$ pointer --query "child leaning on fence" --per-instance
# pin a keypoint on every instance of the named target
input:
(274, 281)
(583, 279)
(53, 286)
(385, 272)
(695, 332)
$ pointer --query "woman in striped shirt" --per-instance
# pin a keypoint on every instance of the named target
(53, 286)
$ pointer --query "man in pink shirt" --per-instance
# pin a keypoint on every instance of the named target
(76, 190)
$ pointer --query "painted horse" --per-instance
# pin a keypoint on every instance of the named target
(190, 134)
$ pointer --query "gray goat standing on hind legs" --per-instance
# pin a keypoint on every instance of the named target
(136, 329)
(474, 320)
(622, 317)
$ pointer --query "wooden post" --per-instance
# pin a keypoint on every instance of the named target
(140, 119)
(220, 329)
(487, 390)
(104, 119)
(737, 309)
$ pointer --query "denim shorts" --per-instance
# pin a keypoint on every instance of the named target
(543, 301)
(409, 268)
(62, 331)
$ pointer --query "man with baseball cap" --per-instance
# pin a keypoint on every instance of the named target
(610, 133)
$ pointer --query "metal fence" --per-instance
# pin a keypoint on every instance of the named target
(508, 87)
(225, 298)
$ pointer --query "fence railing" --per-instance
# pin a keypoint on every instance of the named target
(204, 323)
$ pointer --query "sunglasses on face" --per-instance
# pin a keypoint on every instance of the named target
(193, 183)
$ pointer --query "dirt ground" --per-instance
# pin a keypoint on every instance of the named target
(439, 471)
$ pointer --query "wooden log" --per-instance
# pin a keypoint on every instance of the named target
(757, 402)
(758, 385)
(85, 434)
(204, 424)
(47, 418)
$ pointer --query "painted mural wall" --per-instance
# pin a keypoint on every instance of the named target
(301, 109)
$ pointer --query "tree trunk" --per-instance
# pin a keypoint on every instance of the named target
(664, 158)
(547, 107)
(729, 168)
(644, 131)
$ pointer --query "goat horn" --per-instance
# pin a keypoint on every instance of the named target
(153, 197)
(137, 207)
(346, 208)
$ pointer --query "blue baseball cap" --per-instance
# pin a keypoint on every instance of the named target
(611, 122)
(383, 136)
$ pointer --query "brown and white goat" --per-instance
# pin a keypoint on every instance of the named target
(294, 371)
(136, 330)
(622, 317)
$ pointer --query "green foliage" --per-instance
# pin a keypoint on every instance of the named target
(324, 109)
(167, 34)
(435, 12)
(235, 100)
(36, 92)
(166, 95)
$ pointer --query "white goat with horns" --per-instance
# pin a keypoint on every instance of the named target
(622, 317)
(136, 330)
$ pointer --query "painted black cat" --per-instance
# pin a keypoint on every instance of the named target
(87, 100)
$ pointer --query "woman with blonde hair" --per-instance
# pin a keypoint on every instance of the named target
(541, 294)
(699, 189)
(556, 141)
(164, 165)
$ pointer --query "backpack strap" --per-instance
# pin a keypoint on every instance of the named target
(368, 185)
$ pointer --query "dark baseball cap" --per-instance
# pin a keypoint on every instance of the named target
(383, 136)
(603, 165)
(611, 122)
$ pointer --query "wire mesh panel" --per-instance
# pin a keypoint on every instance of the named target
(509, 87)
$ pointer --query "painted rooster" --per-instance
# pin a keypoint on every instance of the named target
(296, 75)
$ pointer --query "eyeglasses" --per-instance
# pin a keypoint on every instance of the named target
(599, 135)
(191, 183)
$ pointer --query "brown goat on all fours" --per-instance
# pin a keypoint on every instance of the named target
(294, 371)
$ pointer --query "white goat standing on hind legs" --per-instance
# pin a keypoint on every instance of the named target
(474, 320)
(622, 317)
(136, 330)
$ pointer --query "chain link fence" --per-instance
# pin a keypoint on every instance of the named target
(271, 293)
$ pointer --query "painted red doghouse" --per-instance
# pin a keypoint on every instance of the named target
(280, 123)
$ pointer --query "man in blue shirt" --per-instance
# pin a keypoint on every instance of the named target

==========

SHORT EXERCISE: Each line of the listing should be copied exactly.

RESULT OF THIS TASK:
$ pointer --query "child leaning on fence" --per-instance
# pin a keypoint on every instance of the named target
input:
(274, 281)
(583, 279)
(53, 286)
(385, 272)
(695, 332)
$ pointer --query "woman in striped shirt" --per-instance
# pin a keypoint on every instance of the named target
(53, 286)
$ pointer --query "man in pink shirt" --per-instance
# pin a keypoint on every instance of the named target
(76, 190)
$ pointer --query "painted horse" --per-instance
# pin a keypoint on every instance of the named target
(190, 134)
$ pointer --query "gray goat standing on hind legs" --per-instance
# pin a keypoint on every instance of the named target
(136, 329)
(474, 320)
(622, 317)
$ pointer --query "wooden post" --per-instance
# pin a keypoint on every instance of the named target
(140, 119)
(220, 329)
(487, 390)
(104, 119)
(737, 309)
$ pointer --query "denim shorts" --per-instance
# pin a keypoint on every instance of the named target
(543, 301)
(409, 268)
(62, 331)
$ pointer --query "man with baseball cap" --per-instance
# pin a keypoint on every instance of the named target
(610, 133)
$ pointer --query "metal fence" --per-instance
# pin a keypoint on every instance of the named target
(508, 87)
(225, 298)
$ pointer --query "fence railing" --per-instance
# pin a keypoint on every instance of the named target
(204, 323)
$ pointer --query "sunglasses on face" --per-instance
# pin a keypoint on every instance of the named target
(193, 183)
$ pointer --query "dirt ground" --per-instance
# pin a keypoint on every instance of the named target
(439, 471)
$ pointer --query "wooden log" --per-instance
# pin a keypoint on every instance of the named target
(757, 402)
(758, 385)
(85, 434)
(204, 424)
(47, 418)
$ pointer --query "painted mural wall" --per-instance
# pin a keypoint on every instance of the named target
(301, 109)
$ pointer --query "tree trunk" --per-instance
# pin a keypoint on every instance of the named target
(664, 158)
(547, 107)
(729, 168)
(644, 131)
$ pointer --query "goat horn" --per-instance
# pin a keypoint on every instance of the named target
(153, 197)
(137, 207)
(346, 208)
$ pointer --query "blue baseball cap" --per-instance
# pin a keypoint on every instance of the named target
(611, 122)
(383, 136)
$ pointer --query "brown and white goat" --per-instance
# pin a keypoint on every instance of the named target
(294, 371)
(136, 330)
(622, 317)
$ pointer --query "green foliage" --per-instance
# pin a keypoint on every instance of the named target
(324, 109)
(167, 34)
(435, 12)
(235, 100)
(36, 92)
(166, 95)
$ pointer --query "white goat with horns" --per-instance
# pin a keypoint on every instance of the named target
(622, 317)
(136, 330)
$ pointer --query "painted black cat" --per-instance
# pin a keypoint on every instance of the named target
(87, 100)
$ pointer --query "woman with blonde hair" --per-instance
# pin a keypoint on every instance of the named target
(541, 294)
(699, 189)
(556, 141)
(164, 165)
$ pointer --query "backpack strap" --per-instance
# pin a keypoint on every instance of the named target
(368, 185)
$ pointer --query "dark baseball cap" --per-instance
# pin a keypoint on every instance of the named target
(383, 136)
(603, 165)
(611, 122)
$ pointer --query "wire mesh panel" --per-instance
# pin a keypoint on every instance of the named target
(509, 87)
$ pointer --query "painted rooster" --per-instance
# pin a keypoint on every instance of the named target
(296, 75)
$ pointer --query "eyeglasses" --per-instance
# pin a keypoint on every instance of the named target
(599, 135)
(191, 183)
$ pointer --query "brown goat on all fours" --per-instance
# pin a keypoint on every instance of the named target
(294, 371)
$ pointer --query "white goat standing on hind legs" --per-instance
# pin a keypoint on every instance of the named target
(474, 320)
(622, 317)
(136, 330)
$ pointer --query "chain link fence" --per-instance
# pin a keypoint on every instance of the named target
(271, 293)
$ pointer --query "painted red doghouse" --per-instance
# pin a keypoint on every instance of the named target
(280, 123)
$ pointer --query "man in blue shirt" --per-instance
# pin a keypoint on every instance of the named target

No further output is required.